The economic impact of COVID-19 on micro, small and medium enterprises | F&B Report

OCTOBER 27, 2022

According to a survey conducted by the Philippine Exporters Confederation Inc. (Philexport), the biggest economic problems micro, small and medium-size enterprises (MSMEs) are struggling with are the slowdown in market demand and the increasing cost of raw materials and intermediate goods. Over 70 percent of MSME exporters have traded with countries that are greatly impacted by the COVID-19 pandemic such as China, United States and Singapore.

Losses ranging from $35,000 to $500,000 have been recorded by Philexport. These are attributed to the imposition of international travel restrictions that caused late shipments, canceled import and export orders and loss of suppliers and buyers. In the 36-respondent survey representing 13 sectors such as food, logistics and electronics, newfound difficulties including complications in obtaining loans, delays in remittance of payments and cancellation of credit lines were reported. Abolished trade fairs, excess manpower and liquidation issues have also arisen. 

What export firms are expecting out of an intervention from the government are drastic measures concerning financial assistance. As the global health crisis alters one economy after the other, respondents were requesting support in the forms of tax breaks, loan assistance and refunds for postponed trade fairs. A review of the implementation of the red lane (x-ray requirement for exports) was also appealed for by the MSME participants. A respondent also commented that because the implementation was too sudden and affected parties weren’t consulted, they had to cover for the unnecessary fees the coronavirus outbreak has caused their operations.

Governments from other countries are employing programs for small businesses affected by the pandemic. Canada is offering its small employers a three-month wage subsidy, a $900 bi-weekly emergency care benefit for workers who need to stay home, and a deferral on tax filing for businesses. Meanwhile, Italy (now the epicenter of the pandemic with over 5,000 deaths) provides self-employed workers a monthly allowance of 600 euros for three months, a redundancy fund for companies with fewer than five employees to receive 50 percent of their wages and a 60 percent rent relief to shops. In China, local government policies include tax incentives, reduced loan rates and family and rent allowance.

• **Work task A**:
Reproduce the passage of the MSME article that begins at the words "What export firms" and stops after "caused their operations.".
• **Work task B**:
Summarize the MSME article in two sentences.
The listing that follows is from a separate, unrelated source.

• **Data to examine**:

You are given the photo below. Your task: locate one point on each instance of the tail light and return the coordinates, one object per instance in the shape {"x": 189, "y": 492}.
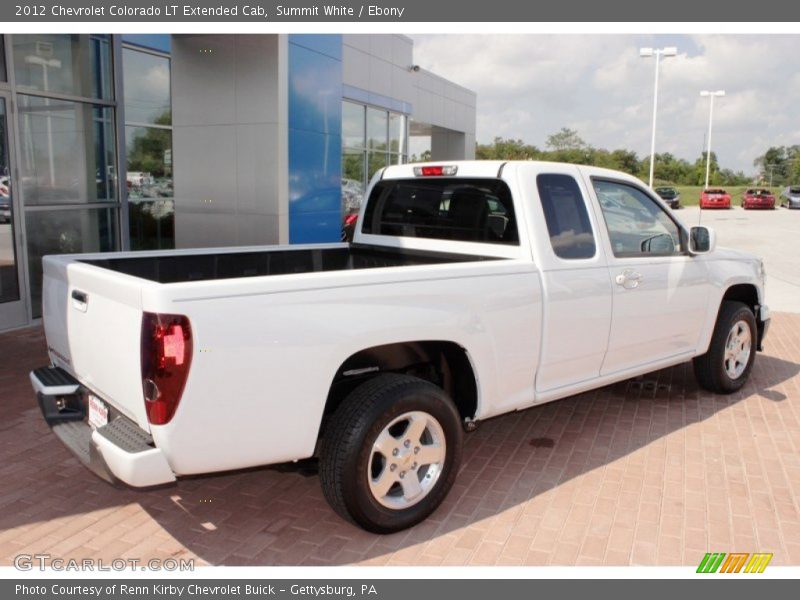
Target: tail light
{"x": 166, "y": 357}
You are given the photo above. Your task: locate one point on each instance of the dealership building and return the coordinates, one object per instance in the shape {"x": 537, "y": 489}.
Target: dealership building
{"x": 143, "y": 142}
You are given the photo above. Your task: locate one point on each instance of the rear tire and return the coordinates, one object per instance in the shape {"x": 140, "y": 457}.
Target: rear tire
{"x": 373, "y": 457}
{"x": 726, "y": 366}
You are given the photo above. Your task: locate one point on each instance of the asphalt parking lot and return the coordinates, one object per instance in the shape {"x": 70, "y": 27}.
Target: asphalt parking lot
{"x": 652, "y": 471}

• **Task output A**:
What export firms are expecting out of an intervention from the government are drastic measures concerning financial assistance. As the global health crisis alters one economy after the other, respondents were requesting support in the forms of tax breaks, loan assistance and refunds for postponed trade fairs. A review of the implementation of the red lane (x-ray requirement for exports) was also appealed for by the MSME participants. A respondent also commented that because the implementation was too sudden and affected parties weren’t consulted, they had to cover for the unnecessary fees the coronavirus outbreak has caused their operations.

• **Task output B**:
A Philexport survey found that MSMEs struggle most with slowing market demand and the rising cost of raw materials and intermediate goods, and that losses of $35,000 to $500,000 are attributed to international travel restrictions, alongside problems such as canceled orders and difficulty obtaining loans. Export firms want government financial assistance such as tax breaks, loan assistance and refunds for postponed trade fairs, while Canada, Italy and China already run programs for small businesses affected by the pandemic.